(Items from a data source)
____

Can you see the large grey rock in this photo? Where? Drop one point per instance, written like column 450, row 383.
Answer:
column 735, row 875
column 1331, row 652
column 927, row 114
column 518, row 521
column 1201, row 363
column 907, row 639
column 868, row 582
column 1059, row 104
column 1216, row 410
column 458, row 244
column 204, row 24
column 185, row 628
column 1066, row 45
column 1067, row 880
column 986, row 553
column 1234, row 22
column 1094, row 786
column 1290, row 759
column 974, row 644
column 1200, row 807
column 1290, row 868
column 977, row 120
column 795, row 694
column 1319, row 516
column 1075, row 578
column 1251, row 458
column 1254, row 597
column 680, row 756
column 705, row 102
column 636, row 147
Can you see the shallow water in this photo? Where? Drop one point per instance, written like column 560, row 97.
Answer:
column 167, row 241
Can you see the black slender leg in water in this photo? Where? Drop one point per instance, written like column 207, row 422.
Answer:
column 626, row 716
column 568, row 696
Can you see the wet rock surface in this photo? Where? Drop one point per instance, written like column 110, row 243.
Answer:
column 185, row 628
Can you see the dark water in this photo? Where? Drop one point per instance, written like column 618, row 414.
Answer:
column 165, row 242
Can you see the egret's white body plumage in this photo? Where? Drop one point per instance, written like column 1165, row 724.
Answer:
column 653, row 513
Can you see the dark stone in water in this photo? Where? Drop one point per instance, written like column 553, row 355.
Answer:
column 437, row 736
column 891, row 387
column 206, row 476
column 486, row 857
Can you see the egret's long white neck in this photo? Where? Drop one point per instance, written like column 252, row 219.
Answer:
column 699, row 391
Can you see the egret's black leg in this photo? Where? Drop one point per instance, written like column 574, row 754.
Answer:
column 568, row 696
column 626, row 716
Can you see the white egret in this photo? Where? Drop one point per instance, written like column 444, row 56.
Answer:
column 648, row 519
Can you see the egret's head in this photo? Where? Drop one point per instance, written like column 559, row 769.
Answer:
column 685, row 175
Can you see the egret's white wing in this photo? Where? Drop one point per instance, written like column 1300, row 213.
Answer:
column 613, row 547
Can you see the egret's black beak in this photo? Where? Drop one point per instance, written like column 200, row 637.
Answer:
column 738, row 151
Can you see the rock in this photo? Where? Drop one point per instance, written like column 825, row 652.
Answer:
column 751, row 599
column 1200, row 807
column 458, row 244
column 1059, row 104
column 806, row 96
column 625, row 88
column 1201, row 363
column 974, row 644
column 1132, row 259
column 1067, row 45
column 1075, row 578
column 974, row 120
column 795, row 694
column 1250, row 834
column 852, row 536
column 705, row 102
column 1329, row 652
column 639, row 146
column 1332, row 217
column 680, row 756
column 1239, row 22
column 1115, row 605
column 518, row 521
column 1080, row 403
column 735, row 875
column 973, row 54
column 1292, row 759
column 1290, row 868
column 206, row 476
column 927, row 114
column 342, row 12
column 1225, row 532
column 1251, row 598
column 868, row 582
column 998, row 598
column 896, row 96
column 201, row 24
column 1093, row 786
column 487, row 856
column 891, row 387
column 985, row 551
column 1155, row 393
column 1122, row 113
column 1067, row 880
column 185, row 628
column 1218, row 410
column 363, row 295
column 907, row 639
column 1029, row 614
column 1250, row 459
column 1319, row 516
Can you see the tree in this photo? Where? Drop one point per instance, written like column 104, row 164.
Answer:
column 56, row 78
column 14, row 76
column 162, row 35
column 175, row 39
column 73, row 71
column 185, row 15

____

#### [CHALLENGE]
Please copy the stretch of the listing above from its first line through the line that contains "column 486, row 857", including that line, reproducing each line unchanged.

#### [RIGHT ANSWER]
Can you see the large grey rock in this photo? Where? Drop one point per instance, written like column 450, row 383.
Answer:
column 735, row 875
column 1331, row 652
column 927, row 114
column 518, row 521
column 1201, row 363
column 907, row 639
column 868, row 582
column 1059, row 104
column 1216, row 410
column 458, row 244
column 204, row 24
column 185, row 628
column 1066, row 45
column 1067, row 880
column 986, row 553
column 1234, row 22
column 1094, row 786
column 1290, row 759
column 974, row 644
column 1200, row 807
column 1290, row 868
column 977, row 120
column 795, row 694
column 1319, row 516
column 1075, row 578
column 1251, row 458
column 1254, row 597
column 680, row 756
column 705, row 102
column 636, row 147
Can you see the shallow water in this photo? Where? Drop one point per instance, written like column 560, row 97.
Answer:
column 167, row 241
Can you see the black slender leg in water in this photo? Where? Drop one point per instance, written like column 207, row 422.
Answer:
column 626, row 716
column 568, row 696
Can you see the wet rock surface in this photo? Where? Drop one point per instance, written like column 110, row 243.
Answer:
column 185, row 628
Can you see the dark water in this photo? Where? Drop one point per instance, written like column 618, row 414.
Answer:
column 165, row 242
Can you see the egret's white body plumage in this photo? Where? Drop one point per instance, written like column 1165, row 724.
Answer:
column 653, row 513
Can you see the dark stone in water in this photo? Where? Drop one point per instance, written like column 553, row 355.
Answer:
column 437, row 736
column 891, row 387
column 206, row 476
column 486, row 857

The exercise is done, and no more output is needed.